#### WORK TO DO
Collect each line in the records below that contains the string "bridge".

-------- TASK INPUTS

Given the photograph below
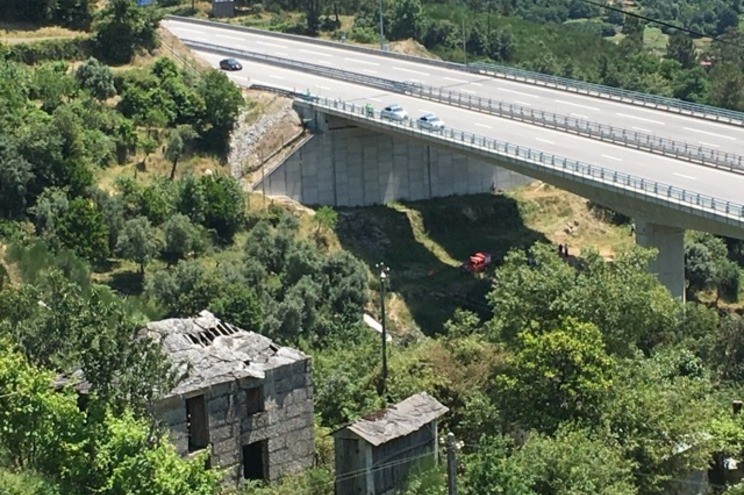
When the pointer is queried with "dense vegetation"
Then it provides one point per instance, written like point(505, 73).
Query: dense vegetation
point(575, 376)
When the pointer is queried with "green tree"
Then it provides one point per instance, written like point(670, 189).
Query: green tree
point(224, 206)
point(123, 29)
point(82, 228)
point(139, 241)
point(15, 176)
point(681, 49)
point(577, 462)
point(178, 142)
point(407, 20)
point(558, 374)
point(97, 78)
point(38, 422)
point(181, 238)
point(222, 104)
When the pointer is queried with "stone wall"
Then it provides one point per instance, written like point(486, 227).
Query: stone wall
point(351, 166)
point(285, 423)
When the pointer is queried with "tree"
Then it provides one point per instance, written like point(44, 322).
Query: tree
point(541, 287)
point(406, 20)
point(558, 374)
point(15, 176)
point(681, 49)
point(139, 241)
point(577, 462)
point(181, 238)
point(82, 228)
point(222, 104)
point(97, 78)
point(125, 28)
point(224, 206)
point(178, 141)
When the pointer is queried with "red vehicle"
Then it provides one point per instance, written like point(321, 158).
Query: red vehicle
point(477, 263)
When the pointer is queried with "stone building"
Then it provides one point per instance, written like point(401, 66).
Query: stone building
point(374, 454)
point(247, 399)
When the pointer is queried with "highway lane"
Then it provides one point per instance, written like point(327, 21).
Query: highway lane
point(697, 132)
point(694, 178)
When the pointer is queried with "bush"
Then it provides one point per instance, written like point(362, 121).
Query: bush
point(363, 35)
point(78, 48)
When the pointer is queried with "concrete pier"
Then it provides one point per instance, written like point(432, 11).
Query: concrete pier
point(669, 265)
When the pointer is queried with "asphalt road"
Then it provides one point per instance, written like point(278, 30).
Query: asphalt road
point(694, 178)
point(696, 132)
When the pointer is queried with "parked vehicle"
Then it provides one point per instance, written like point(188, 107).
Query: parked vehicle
point(477, 263)
point(230, 64)
point(394, 112)
point(430, 122)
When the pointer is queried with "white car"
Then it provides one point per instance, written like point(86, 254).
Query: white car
point(394, 112)
point(430, 122)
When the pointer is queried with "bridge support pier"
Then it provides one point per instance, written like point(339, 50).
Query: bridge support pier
point(669, 265)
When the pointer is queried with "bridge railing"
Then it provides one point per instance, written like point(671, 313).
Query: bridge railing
point(608, 92)
point(616, 135)
point(732, 212)
point(561, 83)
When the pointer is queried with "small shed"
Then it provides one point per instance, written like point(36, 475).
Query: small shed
point(375, 453)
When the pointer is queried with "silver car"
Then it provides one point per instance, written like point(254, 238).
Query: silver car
point(430, 122)
point(394, 112)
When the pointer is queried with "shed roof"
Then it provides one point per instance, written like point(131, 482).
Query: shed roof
point(399, 420)
point(207, 351)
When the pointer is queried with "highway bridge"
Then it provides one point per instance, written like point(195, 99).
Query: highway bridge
point(663, 193)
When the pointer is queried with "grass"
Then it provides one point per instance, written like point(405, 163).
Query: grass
point(17, 32)
point(655, 40)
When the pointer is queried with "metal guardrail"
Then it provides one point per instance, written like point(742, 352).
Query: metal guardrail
point(667, 147)
point(608, 92)
point(729, 212)
point(561, 83)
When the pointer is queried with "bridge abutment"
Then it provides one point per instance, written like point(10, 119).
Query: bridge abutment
point(669, 265)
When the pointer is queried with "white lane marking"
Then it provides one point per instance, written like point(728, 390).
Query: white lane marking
point(709, 144)
point(595, 109)
point(357, 61)
point(228, 37)
point(640, 118)
point(518, 93)
point(412, 71)
point(187, 30)
point(708, 133)
point(313, 52)
point(266, 43)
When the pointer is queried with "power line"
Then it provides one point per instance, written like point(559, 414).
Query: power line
point(661, 23)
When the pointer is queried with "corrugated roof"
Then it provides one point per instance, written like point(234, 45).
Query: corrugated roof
point(398, 420)
point(207, 351)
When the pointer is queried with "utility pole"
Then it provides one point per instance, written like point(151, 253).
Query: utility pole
point(451, 465)
point(382, 31)
point(464, 42)
point(383, 271)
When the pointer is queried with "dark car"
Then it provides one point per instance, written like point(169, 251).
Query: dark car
point(230, 64)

----------------

#### EXERCISE ANSWER
When the pointer is queried with "bridge support pier"
Query: bridge support pier
When the pointer is queried with "bridge railing"
Query: bridge railing
When the pointer is queried with "highway bridge"
Query: highway bridge
When the pointer is queried with "bridge abutment"
Query: bridge abutment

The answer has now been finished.